[Document extract]

Martin Lopez has described the band's music as "melodic, heavy, intricate and different." Even then, Lopez may be selling his band short. SOEN is, in a word, unique.
The foursome paint their musical canvas with broad strokes that on first listen may appear gray and sullen, but the true power of the music lies clandestine, just a little below the monochrome surface. More than just a sum of is rather esteemed parts, SOEN weave an intricate network of melodies and lull the listener submerged in a bliss of melancholy. Yes, at times Soen may resemble the Opeth of old, but it makes more of less, as it features none of the guttural vocals and full-on death metal wall of sound of Lopez' former group. But nothing more is needed when Ekelöf's somber voice, Platbarzdis's transcendent guitar work, Lopez's trademark drum beats and DiGiorgio's exquisite bass lines collaborate to build a pensive tide, just waiting to wash over you.

[/Document extract]

*Check your understanding*.
1. In the review of the band SOEN, what four words does Martin Lopez use to describe the band's music?
2. Extend the SOEN review with a further paragraph that follows its final sentence.

[Data section]

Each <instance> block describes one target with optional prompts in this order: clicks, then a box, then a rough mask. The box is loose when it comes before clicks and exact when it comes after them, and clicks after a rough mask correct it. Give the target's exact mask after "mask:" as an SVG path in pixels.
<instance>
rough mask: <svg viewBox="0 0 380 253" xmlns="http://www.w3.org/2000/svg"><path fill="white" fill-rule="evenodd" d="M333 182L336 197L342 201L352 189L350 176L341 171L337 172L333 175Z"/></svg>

[/Data section]
[Data section]

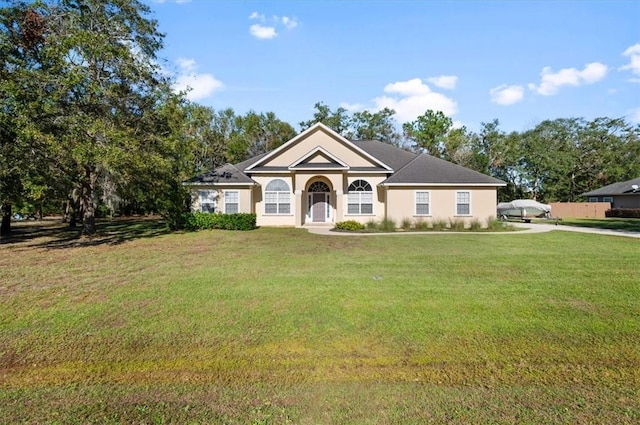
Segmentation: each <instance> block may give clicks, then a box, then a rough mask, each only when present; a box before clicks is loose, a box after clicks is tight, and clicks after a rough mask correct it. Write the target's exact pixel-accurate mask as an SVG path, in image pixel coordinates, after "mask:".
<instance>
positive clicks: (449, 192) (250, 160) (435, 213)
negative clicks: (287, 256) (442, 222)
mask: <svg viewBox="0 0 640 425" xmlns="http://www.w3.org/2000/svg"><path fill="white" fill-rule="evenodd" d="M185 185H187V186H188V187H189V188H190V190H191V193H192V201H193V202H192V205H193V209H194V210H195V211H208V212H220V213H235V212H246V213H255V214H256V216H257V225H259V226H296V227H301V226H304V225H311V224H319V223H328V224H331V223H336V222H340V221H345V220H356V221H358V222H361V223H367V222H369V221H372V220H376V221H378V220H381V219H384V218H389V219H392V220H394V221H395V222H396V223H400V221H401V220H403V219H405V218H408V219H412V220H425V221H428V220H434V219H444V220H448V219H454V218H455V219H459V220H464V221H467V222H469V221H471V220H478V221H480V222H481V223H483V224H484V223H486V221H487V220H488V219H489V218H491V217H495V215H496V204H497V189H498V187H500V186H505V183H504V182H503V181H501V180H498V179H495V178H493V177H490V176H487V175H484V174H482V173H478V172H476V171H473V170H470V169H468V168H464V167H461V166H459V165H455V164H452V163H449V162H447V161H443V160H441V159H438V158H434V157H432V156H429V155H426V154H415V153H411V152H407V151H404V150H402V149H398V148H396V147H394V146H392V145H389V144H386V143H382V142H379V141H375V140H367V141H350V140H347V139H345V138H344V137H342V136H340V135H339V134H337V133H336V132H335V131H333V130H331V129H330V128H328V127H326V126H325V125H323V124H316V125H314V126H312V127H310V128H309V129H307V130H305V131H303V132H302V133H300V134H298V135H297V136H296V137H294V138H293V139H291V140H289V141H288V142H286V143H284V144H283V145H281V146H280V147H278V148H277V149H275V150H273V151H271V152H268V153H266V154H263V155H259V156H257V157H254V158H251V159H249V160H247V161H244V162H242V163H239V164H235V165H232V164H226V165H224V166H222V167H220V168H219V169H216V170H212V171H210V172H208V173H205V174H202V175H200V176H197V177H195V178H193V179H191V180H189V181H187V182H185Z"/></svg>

[/Data section]

*Expected results*.
1. Melodic, heavy, intricate and different.

2.
“Cognitive” sure isn't an instantaneously accessible album but with a bit of listener patience, it can prove to be one of the most rewarding pieces of “thinking man's metal” you will ever come across. In a world full of super-compressed albums waging the loudness war, “Cognitive” breathes with ease thanks to the masterful mixing work of David Bottrill (Tool, Smashing Pumpkins, Muse etc.). Like rain on a windowpane; translucent and free of form, “Cognitive” breathes like a living entity.
The colors are there, lingering within the grays. It's just up to you to find them.